(Natural language region descriptions)

▼▼▼

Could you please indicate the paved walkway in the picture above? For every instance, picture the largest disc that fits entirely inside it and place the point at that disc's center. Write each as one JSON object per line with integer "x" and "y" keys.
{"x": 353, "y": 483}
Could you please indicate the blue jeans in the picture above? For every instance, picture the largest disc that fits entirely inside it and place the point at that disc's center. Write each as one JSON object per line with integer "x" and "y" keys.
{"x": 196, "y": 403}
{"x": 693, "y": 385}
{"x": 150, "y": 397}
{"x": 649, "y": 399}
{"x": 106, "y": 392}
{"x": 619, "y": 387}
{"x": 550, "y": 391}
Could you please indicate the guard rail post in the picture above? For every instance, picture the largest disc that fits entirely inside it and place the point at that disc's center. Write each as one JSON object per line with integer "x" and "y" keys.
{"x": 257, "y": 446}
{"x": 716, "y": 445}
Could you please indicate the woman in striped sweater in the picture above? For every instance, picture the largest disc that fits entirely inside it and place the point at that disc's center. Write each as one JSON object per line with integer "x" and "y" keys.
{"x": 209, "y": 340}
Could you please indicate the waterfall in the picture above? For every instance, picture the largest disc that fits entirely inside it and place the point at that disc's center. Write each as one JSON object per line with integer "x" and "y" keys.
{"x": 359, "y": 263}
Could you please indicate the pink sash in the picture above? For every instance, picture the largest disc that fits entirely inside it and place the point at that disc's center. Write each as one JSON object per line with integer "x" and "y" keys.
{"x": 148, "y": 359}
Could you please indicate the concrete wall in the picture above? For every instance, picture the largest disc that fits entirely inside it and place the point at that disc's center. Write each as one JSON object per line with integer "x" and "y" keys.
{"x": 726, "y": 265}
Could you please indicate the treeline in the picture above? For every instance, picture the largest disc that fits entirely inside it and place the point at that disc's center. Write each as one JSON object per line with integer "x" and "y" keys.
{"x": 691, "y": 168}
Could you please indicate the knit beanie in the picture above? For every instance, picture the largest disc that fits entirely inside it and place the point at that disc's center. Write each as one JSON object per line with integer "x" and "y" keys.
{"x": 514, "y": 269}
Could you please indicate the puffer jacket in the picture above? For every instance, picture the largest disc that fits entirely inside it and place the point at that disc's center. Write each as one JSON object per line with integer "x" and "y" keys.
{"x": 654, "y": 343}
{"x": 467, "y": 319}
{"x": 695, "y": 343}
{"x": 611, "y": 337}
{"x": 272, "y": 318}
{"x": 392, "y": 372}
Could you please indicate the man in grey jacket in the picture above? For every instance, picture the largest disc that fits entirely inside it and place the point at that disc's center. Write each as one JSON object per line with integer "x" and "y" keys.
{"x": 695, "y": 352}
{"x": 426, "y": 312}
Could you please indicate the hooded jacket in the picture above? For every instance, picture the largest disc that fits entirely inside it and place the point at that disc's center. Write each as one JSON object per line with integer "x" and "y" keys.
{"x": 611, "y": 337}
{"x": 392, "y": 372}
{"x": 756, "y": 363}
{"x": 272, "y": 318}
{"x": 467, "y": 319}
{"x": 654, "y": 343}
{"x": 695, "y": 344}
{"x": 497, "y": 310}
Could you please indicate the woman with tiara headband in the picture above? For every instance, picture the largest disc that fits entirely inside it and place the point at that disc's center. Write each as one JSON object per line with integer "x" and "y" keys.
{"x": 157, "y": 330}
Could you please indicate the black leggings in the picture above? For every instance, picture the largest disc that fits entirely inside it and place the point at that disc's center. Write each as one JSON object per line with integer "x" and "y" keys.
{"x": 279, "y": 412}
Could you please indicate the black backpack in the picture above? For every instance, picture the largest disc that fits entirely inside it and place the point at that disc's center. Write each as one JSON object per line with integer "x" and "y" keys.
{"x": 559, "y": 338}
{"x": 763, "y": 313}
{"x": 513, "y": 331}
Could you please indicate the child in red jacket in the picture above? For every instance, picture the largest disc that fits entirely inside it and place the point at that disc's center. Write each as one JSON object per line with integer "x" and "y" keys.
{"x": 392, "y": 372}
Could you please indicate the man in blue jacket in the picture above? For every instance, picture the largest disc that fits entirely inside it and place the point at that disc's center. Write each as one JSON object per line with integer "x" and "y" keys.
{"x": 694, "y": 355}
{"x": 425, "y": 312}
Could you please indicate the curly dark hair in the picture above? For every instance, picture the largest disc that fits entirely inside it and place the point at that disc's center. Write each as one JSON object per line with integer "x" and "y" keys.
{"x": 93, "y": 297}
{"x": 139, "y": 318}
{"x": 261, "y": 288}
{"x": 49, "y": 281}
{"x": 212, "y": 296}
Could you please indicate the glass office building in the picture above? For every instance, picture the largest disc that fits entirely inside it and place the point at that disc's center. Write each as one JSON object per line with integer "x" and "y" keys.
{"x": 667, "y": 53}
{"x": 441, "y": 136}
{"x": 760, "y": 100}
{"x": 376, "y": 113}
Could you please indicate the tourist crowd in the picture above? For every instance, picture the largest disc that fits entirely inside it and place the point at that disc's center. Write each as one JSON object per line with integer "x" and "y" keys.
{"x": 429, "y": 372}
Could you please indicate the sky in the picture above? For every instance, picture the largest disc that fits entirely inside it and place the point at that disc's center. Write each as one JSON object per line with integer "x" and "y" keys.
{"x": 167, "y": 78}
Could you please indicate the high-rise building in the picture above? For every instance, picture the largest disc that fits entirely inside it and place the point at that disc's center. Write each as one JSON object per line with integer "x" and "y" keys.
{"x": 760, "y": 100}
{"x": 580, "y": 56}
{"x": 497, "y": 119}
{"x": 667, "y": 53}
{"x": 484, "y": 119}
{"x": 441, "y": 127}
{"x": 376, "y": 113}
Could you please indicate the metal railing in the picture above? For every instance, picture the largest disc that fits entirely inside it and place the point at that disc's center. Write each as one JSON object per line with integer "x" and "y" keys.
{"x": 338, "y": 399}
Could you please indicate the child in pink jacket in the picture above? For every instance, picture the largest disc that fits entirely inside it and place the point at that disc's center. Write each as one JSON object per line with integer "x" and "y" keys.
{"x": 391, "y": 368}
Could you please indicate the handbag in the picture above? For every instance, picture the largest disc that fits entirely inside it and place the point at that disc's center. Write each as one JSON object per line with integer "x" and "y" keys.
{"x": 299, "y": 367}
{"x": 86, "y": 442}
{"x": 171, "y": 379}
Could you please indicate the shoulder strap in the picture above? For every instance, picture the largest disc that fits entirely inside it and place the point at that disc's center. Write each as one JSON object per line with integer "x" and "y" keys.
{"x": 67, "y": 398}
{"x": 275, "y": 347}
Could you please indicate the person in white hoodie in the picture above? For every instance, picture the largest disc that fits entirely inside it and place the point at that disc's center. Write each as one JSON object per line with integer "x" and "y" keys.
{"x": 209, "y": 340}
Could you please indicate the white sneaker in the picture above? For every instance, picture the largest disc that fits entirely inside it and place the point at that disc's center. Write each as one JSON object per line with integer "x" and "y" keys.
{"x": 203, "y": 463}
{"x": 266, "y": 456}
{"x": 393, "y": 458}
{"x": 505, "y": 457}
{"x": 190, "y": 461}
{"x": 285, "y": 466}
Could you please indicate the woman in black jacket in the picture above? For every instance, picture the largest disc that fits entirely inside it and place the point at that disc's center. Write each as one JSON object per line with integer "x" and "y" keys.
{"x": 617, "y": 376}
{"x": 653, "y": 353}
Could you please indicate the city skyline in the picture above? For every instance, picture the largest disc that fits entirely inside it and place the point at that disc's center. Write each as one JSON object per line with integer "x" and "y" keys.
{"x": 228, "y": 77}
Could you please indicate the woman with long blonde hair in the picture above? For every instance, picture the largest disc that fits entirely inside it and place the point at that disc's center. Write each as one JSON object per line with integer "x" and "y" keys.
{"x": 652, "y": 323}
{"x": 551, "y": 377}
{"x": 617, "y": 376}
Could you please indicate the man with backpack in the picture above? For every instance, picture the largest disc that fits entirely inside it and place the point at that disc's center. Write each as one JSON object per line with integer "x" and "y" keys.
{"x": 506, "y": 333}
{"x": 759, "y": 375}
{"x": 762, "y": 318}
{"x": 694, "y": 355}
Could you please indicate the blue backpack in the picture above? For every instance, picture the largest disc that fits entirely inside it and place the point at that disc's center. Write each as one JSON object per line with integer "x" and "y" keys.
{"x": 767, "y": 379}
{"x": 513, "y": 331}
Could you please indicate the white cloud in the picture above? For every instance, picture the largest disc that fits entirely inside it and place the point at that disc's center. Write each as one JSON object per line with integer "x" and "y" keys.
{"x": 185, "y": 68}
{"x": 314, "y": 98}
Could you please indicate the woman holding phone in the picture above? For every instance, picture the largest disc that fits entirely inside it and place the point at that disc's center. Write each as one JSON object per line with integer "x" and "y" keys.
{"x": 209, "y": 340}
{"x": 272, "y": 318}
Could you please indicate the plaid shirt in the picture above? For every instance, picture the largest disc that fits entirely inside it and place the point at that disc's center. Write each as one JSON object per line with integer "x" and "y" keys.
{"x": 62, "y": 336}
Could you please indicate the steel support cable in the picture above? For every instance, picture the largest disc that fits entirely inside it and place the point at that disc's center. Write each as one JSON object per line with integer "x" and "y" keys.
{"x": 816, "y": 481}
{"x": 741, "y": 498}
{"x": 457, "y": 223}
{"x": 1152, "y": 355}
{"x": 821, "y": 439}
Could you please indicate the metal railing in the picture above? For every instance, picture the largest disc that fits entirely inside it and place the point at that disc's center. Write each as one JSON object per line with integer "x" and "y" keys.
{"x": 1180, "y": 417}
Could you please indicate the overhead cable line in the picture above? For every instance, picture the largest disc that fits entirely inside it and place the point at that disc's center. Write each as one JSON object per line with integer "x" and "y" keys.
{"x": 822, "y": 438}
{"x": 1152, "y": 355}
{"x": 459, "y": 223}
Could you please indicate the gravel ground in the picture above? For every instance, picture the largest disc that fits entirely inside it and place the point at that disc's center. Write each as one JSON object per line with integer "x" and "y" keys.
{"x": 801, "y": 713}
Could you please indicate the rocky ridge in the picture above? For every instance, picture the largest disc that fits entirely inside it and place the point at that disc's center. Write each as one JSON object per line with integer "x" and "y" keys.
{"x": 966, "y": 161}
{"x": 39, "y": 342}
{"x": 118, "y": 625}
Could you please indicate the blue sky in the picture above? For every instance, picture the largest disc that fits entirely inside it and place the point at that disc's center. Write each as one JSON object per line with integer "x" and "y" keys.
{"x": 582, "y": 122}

▲▲▲

◆ **Problem details**
Please write out only the lines from the one containing "Could you please indicate the overhead" to the end of the records above, exactly, both ends included.

◆ **Solved exercise**
Could you please indicate the overhead cable line in the picture above? For every instance, picture the largest disc that fits entirely inside it and place the point at that disc's center. Write each as one JSON object per line with integer "x" and "y" keys.
{"x": 822, "y": 438}
{"x": 1152, "y": 355}
{"x": 459, "y": 223}
Could you please indicate the gravel ground in the picture above? For every instance, picture the largest disc that fits entirely inside it and place the point at that disc's center. Write each as one JSON object per line with integer "x" and "y" keys.
{"x": 801, "y": 713}
Could you please indicate the rocky ridge in the picture above? For every instance, picture the largest disc that fits entirely inside it and place the point at that disc's center. Write each as one JSON object per line with integer "x" and "y" keys.
{"x": 966, "y": 161}
{"x": 39, "y": 342}
{"x": 118, "y": 625}
Could you please indicate the blue sky in the picture above? For every instance, picture the largest disc that fits entirely inside it and place the point at that disc's center. Write each as one JSON object per line with integer "x" and "y" keys.
{"x": 582, "y": 122}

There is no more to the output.